Almost exactly a year ago, I reached out to someone I never thought I would speak to again. This person was my best friend throughout high school. They had been there for some of the most fundamental moments of my life. Yet, the incompatibility of our paths after graduation drove us apart. So, after three years of leading completely separate lives, I sent them a message. I didn’t expect a response- I just needed them to know I had no bad feelings towards them. I acknowledged my faults in the situation and told them that, beyond anything, I hoped they were doing well. The closure I got from simply relaying that was cathartic, and it turned out to be exactly what I needed at the moment. 

We cut people off when they no longer add value to our lives, a principle we are all well aware of. There are some people who do nothing but bring us down by being manipulative and toxic. , those are not people that deserve our time and effort. ,  In this case, the best thing to do is to completely separate ourselves from people who harm us. However, there is a distinction between someone who is truly toxic and someone we don’t see eye to eye with at a given moment. 

Meaningful relationships take work. At times, they can be messy, complicated, and challenging. This does not mean we have to give up. Sometimes, working through our differences can lead to more growth rather than turning away from a difficult conversation.

The people who impact us most deeply are those that push us to consider other perspectives. Those who reason differently than we do allow us to expand our own thinking. After all, if we only surrounded ourselves with people who agree with everything we do, we would never challenge ourselves to grow as individuals. This allows us to consider the ways in which those close to us naturally handle situations contrast with how we instinctively react. 

I am someone who prefers confrontation, rather than leaving things unsaid or waiting for them to settle. Someone like my friend, on the other hand, does not tend to do well with confrontation and is often intimidated by it. This can create issues with communicating effectively. The difficulty in trying to adapt to unfamiliar communication styles t can discourage us from trying. 

In my case, this was exactly what happened. We were unable to find a way to actually express what we were feeling, so we simply stopped trying. I convinced myself that our relationship was toxic, and that cutting this person off was for the best. When I took the time to reflect, I realized that this was just something I told myself because I was unwilling to admit my own faults. My friend brought so much more into my life, surpassing anything we disagreed over. When I actually sat down and thought about it, I realized that I wanted to get rid of the weight of leaving things unsettled. Releasing something like that from my conscience made me feel so much better than holding on to any negative feelings possibly could.

Of course, there are instances in which the best thing to do is cut someone off completely. It is important to be able to distinguish between people who drag us down, and those that may just be taking us out of our comfort zones. When we are uncomfortable, we often want to escape situations as quickly as possible. It may be harder to actually confront the problem than it is to just let it disappear. However, confronting it and learning from it may be the most rewarding for ourselves.

My friend and I ended up getting coffee and catching up, and it was like nothing had changed. We were able to acknowledge how much we evolved in the past few years, and still talk with the comfort of having known one another for so long. Putting my pride aside and reaching out made me realize that cutting someone off can sometimes be a way to avoid the discomfort that accompanies self-reflection when you are actually in need of the opposite.

#### [TASK TO CARRY OUT]
Decide whether each statement agrees with the text on reconnecting with a former best friend: 1. The writer sent the message after three years of living completely separate lives. 2. The writer expected a reply to the message. 3. The writer describes themselves as someone who prefers confrontation. Answer yes or no for each, quoting the words of the text that settle it. Base every answer solely on the text above.

#### [DATA TO EXAMINE]
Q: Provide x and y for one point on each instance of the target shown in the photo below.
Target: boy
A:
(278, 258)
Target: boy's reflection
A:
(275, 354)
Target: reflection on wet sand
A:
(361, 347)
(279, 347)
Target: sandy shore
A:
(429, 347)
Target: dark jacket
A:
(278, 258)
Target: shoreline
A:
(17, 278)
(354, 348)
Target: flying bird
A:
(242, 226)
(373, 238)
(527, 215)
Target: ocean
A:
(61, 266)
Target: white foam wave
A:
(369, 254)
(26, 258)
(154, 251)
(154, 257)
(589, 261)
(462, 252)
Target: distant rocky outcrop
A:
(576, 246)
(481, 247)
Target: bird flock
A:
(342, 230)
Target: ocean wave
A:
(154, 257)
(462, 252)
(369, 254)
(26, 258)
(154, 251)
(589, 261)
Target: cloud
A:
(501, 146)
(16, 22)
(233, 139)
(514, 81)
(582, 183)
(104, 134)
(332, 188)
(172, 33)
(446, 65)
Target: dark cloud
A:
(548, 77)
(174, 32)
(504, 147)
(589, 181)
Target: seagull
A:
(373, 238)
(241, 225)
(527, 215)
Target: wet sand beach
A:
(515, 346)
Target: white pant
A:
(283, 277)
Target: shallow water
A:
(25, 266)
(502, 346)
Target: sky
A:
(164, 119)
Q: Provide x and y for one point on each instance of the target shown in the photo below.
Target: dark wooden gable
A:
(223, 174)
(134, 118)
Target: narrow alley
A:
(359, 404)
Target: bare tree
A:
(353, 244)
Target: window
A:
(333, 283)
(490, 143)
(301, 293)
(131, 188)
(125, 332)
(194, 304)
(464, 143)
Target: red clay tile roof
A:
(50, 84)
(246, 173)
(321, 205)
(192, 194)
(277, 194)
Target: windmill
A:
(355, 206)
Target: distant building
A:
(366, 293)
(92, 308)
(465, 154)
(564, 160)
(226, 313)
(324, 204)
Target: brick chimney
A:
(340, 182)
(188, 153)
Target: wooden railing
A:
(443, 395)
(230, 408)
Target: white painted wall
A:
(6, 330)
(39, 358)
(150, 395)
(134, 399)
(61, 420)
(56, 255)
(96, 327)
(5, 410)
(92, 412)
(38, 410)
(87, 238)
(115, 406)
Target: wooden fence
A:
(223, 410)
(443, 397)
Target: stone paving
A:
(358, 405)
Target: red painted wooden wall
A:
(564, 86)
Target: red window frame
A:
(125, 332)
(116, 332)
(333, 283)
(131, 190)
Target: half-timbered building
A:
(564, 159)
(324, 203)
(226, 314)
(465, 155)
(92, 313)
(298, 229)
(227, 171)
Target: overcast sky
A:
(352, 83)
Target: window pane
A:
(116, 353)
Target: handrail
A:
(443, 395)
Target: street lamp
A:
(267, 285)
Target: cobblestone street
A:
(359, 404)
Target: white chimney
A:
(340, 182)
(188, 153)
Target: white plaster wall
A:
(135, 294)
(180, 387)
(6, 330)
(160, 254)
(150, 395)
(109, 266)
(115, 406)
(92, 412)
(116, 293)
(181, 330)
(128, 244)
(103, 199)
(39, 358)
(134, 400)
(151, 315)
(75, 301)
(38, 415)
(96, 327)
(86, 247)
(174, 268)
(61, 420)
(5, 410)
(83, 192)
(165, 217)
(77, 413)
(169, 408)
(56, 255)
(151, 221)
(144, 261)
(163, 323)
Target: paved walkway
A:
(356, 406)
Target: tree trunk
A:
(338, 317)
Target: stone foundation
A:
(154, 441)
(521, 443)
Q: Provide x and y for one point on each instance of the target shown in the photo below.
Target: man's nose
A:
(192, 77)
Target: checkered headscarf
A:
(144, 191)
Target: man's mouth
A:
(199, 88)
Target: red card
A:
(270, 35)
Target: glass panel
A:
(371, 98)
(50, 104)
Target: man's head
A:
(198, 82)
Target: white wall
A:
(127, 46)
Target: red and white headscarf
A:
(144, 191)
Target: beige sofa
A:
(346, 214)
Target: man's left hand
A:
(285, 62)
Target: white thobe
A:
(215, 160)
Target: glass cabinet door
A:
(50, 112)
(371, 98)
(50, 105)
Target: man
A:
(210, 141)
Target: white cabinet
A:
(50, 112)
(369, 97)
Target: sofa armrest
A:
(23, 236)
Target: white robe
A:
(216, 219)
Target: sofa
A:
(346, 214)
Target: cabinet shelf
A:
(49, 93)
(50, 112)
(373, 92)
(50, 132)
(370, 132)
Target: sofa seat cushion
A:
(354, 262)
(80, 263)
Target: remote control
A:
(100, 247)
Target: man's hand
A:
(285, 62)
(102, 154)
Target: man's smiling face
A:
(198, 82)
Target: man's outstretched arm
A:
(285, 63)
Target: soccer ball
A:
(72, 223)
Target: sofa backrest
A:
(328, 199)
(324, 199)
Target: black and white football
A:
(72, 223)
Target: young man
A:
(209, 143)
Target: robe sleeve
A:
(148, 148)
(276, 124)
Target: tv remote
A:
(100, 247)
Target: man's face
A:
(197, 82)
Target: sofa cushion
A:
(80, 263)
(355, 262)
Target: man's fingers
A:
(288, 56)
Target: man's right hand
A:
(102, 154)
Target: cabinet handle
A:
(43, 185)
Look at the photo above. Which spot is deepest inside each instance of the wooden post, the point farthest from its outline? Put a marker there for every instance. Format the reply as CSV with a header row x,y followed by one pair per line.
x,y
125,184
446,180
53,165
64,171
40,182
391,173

#### [EXERCISE SOLUTION]
1. Yes: "after three years of leading completely separate lives, I sent them a message"
2. No: "I didn’t expect a response"
3. Yes: "I am someone who prefers confrontation"